##### Data records #####

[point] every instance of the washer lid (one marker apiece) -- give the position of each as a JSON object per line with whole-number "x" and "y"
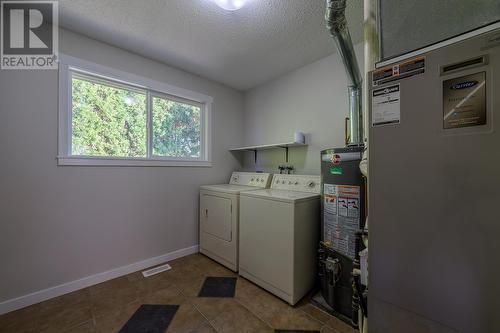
{"x": 281, "y": 195}
{"x": 229, "y": 188}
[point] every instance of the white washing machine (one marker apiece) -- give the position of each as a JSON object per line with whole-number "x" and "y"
{"x": 279, "y": 232}
{"x": 219, "y": 206}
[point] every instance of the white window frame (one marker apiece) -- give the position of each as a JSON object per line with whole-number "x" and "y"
{"x": 68, "y": 65}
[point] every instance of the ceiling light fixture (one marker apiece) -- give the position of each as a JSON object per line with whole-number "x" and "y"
{"x": 230, "y": 4}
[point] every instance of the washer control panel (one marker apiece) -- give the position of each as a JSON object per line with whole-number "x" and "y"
{"x": 301, "y": 183}
{"x": 251, "y": 179}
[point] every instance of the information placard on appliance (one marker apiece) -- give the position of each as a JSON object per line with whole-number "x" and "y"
{"x": 341, "y": 217}
{"x": 386, "y": 105}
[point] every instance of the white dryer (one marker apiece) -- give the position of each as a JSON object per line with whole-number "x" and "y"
{"x": 279, "y": 232}
{"x": 219, "y": 206}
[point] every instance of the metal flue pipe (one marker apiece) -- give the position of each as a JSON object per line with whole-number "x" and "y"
{"x": 337, "y": 25}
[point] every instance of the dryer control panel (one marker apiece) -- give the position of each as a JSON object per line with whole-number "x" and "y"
{"x": 251, "y": 179}
{"x": 301, "y": 183}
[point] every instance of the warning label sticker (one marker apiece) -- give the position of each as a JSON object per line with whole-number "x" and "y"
{"x": 341, "y": 217}
{"x": 386, "y": 105}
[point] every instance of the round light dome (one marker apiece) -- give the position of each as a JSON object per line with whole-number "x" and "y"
{"x": 230, "y": 4}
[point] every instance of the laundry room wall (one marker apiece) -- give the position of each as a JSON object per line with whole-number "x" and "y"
{"x": 59, "y": 224}
{"x": 312, "y": 99}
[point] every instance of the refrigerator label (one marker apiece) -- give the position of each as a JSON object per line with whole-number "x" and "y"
{"x": 464, "y": 101}
{"x": 386, "y": 105}
{"x": 336, "y": 170}
{"x": 341, "y": 217}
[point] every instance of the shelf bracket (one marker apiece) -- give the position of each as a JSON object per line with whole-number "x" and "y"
{"x": 286, "y": 152}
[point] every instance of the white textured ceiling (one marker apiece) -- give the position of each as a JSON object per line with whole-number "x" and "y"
{"x": 242, "y": 49}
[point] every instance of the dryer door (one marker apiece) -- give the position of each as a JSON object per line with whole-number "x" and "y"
{"x": 216, "y": 216}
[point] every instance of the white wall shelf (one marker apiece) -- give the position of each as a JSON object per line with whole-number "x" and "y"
{"x": 285, "y": 146}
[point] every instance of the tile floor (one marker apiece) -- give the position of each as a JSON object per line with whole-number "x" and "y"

#####

> [What is being asked] Transcribe the records above exactly, skipping pictures.

> [Worked solution]
[point] every instance of the washer lid (one marker apiece) -- give the position of each as a JSON object per line with whole-number "x" and "y"
{"x": 281, "y": 195}
{"x": 229, "y": 188}
[point] every instance of the white washing machine (one marker apiece) -- give the position of each as a JSON object per line with whole-number "x" and "y"
{"x": 279, "y": 232}
{"x": 219, "y": 206}
[point] every instance of the white window frame (one marker apiece) -- give the position of each as a JSON object per line with whole-number "x" and "y"
{"x": 68, "y": 65}
[point] every instance of the ceiling light fixture (one marker apiece) -- give the position of each as a JSON object per line with whole-number "x" and "y"
{"x": 230, "y": 4}
[point] every instance of the washer control panel (one marker apiece) -- give the position of each as a JSON object per line with whole-number "x" and "y"
{"x": 301, "y": 183}
{"x": 251, "y": 179}
[point] every instance of the information placard on appliance (one marker apiece) -- give the position of each as a JSON object per line with whole-number "x" and "y"
{"x": 341, "y": 217}
{"x": 386, "y": 105}
[point] every instance of the white dryer (one marker apiece) -- give the position of each as a JSON object per line with whole-number "x" and "y"
{"x": 279, "y": 232}
{"x": 219, "y": 206}
[point] every instance of the metal flue pipe (one marker apiece) -- give the position of each as a JSON object per line with whole-number "x" and "y"
{"x": 337, "y": 25}
[point] every instance of the dryer control panel (one marker apiece) -- give the position of each as a JSON object per line with whole-number "x" and "y"
{"x": 251, "y": 179}
{"x": 301, "y": 183}
[point] every instance of the warning label sticker (one marker apiece) -- give the position of each as a JSON object per line with whole-number "x" and "y"
{"x": 341, "y": 217}
{"x": 386, "y": 105}
[point] every instance of the round light dome (one marker apiece) -- give the position of each as a JSON object per line with whole-number "x" and "y"
{"x": 230, "y": 4}
[point] every instance of the laundry room wall (one marker apiece) -- give the position of each as a JSON object per line with whole-number "x" and "y"
{"x": 59, "y": 224}
{"x": 312, "y": 99}
[point] every instance of the refrigerator label (one marker apiece) -- give the position of each as a JSON object per line with whole-number "x" and "y"
{"x": 464, "y": 101}
{"x": 386, "y": 105}
{"x": 336, "y": 170}
{"x": 341, "y": 217}
[point] every instance of the shelf bracket (one marker apiece) -- give the position of each as a JSON object per line with whole-number "x" and "y"
{"x": 286, "y": 152}
[point] every instance of the white textured ceiling (one marker apiece) -- give the position of each as a JSON object per line with whole-number "x" and "y"
{"x": 242, "y": 49}
[point] every instance of the dryer door (one marker apiece) -- give the position of each as a JSON object per line with whole-number "x" and "y"
{"x": 216, "y": 216}
[point] every instance of the white wall shelf (one marker apiece) -- give the position of each as a JSON object per line with whole-number "x" and "y"
{"x": 285, "y": 146}
[point] every instance of the tile floor (one marker apiece) -- give the position of each as a JSON object per line with whole-number "x" and "y"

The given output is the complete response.